Look through the lines below; wherever the word "blurred" appears, copy that line.
----
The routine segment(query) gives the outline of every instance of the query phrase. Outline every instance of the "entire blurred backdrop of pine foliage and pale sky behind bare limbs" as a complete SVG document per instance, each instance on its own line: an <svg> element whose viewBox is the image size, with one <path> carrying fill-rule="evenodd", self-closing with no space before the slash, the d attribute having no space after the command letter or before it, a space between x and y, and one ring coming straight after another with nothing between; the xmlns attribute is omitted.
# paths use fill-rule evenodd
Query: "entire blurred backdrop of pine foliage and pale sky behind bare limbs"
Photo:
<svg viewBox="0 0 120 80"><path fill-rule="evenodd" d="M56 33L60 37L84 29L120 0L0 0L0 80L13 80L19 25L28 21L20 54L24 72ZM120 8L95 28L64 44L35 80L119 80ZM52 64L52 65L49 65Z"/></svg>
----
Response for this exercise –
The routine segment(query) gives the outline of every instance of the query phrase. Outline every instance of the "entire blurred backdrop of pine foliage and pale sky behind bare limbs" as a complete SVG document per instance, each instance on its own line: an <svg> element whose viewBox is the image size, with one <path> carrying fill-rule="evenodd", self-closing with no space before the slash, the d attribute having no space after the command letter or before it, a space between x and y, and one ring coming straight after another with nothing between; the xmlns attribute is omitted.
Query: "entire blurred backdrop of pine foliage and pale sky behind bare limbs"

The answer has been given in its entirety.